▶ [To do]: Having located "target | green canopy awning" in the records below, repeat exactly the line it is on and all subsequent lines, ending with the last.

▶ [Given information]:

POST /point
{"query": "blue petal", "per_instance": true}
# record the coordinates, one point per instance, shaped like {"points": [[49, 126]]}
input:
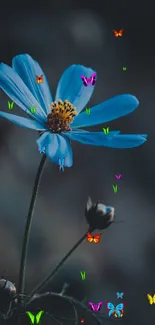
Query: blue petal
{"points": [[22, 121], [110, 140], [28, 69], [15, 88], [71, 88], [107, 111], [56, 147]]}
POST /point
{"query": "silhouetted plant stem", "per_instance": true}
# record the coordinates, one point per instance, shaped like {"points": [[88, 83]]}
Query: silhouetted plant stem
{"points": [[28, 226], [52, 274]]}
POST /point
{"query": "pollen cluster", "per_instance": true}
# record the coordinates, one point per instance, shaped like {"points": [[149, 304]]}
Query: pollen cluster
{"points": [[62, 114]]}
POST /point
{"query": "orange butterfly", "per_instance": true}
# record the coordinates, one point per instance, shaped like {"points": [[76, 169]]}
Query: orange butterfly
{"points": [[119, 33], [91, 238], [39, 80]]}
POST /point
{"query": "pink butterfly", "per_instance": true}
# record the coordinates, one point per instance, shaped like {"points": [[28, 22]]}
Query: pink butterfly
{"points": [[96, 307], [118, 176], [87, 81]]}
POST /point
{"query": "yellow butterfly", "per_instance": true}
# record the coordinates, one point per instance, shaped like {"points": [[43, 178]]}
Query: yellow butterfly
{"points": [[151, 299]]}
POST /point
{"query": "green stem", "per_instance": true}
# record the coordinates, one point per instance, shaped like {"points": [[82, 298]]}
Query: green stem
{"points": [[28, 226]]}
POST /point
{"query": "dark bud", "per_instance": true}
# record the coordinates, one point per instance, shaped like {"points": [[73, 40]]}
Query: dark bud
{"points": [[7, 293], [98, 215]]}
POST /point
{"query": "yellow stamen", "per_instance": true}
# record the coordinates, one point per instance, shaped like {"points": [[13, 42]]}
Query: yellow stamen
{"points": [[62, 114]]}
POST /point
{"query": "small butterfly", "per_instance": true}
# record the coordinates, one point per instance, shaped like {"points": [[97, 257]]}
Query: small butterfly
{"points": [[87, 81], [88, 111], [42, 150], [105, 130], [120, 295], [95, 307], [61, 164], [10, 105], [91, 238], [119, 33], [39, 80], [115, 311], [118, 176], [33, 109], [151, 299]]}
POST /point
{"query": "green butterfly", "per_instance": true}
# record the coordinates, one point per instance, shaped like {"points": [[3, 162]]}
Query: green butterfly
{"points": [[35, 319], [115, 188], [105, 130], [10, 105]]}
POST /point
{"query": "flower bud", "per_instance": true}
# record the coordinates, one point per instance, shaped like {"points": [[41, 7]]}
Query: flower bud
{"points": [[98, 215]]}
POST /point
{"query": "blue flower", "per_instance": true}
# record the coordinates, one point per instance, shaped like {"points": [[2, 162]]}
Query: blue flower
{"points": [[61, 120]]}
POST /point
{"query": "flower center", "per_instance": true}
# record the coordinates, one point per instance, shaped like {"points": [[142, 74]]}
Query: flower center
{"points": [[62, 114]]}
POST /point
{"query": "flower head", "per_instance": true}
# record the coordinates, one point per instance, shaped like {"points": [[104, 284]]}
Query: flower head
{"points": [[59, 121], [98, 215]]}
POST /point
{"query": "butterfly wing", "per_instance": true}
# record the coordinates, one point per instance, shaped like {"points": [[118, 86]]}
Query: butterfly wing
{"points": [[31, 316], [110, 307], [91, 306], [85, 80], [97, 238], [98, 306], [121, 32], [115, 33], [92, 79], [90, 238], [119, 309], [41, 78], [150, 299]]}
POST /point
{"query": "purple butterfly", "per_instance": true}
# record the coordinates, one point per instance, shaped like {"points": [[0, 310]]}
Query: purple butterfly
{"points": [[91, 80], [61, 164], [118, 176], [96, 307]]}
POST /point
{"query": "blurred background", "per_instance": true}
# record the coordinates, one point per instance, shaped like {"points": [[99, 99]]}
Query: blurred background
{"points": [[58, 34]]}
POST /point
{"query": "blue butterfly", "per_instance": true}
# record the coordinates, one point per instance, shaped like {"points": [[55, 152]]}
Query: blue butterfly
{"points": [[120, 294], [116, 311]]}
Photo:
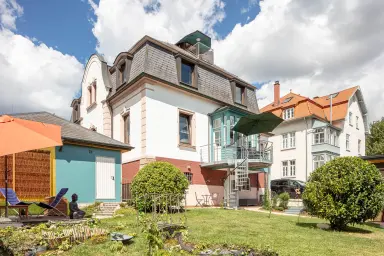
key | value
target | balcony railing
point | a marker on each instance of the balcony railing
(257, 151)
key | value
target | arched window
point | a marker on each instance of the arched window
(318, 161)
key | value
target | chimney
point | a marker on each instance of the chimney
(276, 92)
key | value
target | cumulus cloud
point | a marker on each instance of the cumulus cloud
(312, 47)
(121, 23)
(33, 76)
(9, 11)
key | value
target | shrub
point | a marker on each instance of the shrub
(266, 200)
(346, 190)
(157, 178)
(284, 199)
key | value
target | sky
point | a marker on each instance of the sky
(312, 47)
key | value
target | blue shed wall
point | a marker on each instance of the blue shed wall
(76, 170)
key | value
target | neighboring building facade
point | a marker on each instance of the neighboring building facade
(88, 163)
(316, 130)
(172, 103)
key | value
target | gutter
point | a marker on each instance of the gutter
(90, 143)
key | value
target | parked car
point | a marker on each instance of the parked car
(286, 185)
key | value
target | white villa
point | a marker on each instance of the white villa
(172, 103)
(316, 130)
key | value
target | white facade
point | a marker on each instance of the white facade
(92, 114)
(304, 151)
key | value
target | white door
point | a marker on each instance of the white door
(105, 177)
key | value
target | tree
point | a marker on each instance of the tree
(375, 140)
(346, 190)
(160, 178)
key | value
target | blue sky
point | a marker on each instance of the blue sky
(312, 47)
(67, 25)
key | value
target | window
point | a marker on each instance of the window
(186, 73)
(288, 113)
(287, 100)
(90, 98)
(239, 94)
(289, 168)
(232, 132)
(123, 73)
(94, 92)
(319, 136)
(127, 128)
(318, 161)
(217, 131)
(292, 168)
(246, 186)
(359, 147)
(289, 140)
(347, 141)
(185, 128)
(285, 168)
(188, 175)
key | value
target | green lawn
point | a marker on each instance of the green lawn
(281, 233)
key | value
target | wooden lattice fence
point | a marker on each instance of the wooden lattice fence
(32, 174)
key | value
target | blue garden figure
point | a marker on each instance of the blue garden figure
(74, 211)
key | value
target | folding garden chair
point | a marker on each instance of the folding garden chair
(199, 201)
(12, 197)
(14, 202)
(55, 202)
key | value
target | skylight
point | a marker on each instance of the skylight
(333, 95)
(287, 100)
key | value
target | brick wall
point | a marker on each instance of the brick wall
(200, 176)
(130, 170)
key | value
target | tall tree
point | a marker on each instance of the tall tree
(375, 140)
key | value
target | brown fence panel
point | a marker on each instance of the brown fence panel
(126, 192)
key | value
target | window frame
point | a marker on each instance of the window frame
(323, 161)
(347, 142)
(127, 128)
(242, 94)
(287, 141)
(288, 169)
(192, 66)
(359, 146)
(122, 73)
(191, 129)
(317, 133)
(189, 176)
(188, 119)
(288, 113)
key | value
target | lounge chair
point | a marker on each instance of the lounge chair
(12, 197)
(55, 202)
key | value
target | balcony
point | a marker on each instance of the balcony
(259, 154)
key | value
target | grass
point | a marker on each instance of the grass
(254, 229)
(32, 210)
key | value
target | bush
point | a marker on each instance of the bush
(266, 200)
(346, 190)
(284, 199)
(158, 178)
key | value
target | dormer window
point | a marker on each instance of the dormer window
(123, 73)
(288, 113)
(240, 94)
(187, 73)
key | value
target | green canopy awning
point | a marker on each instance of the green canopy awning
(257, 123)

▶ [Written answer]:
target | green canopy awning
point | a marker on each instance of the green canopy awning
(257, 123)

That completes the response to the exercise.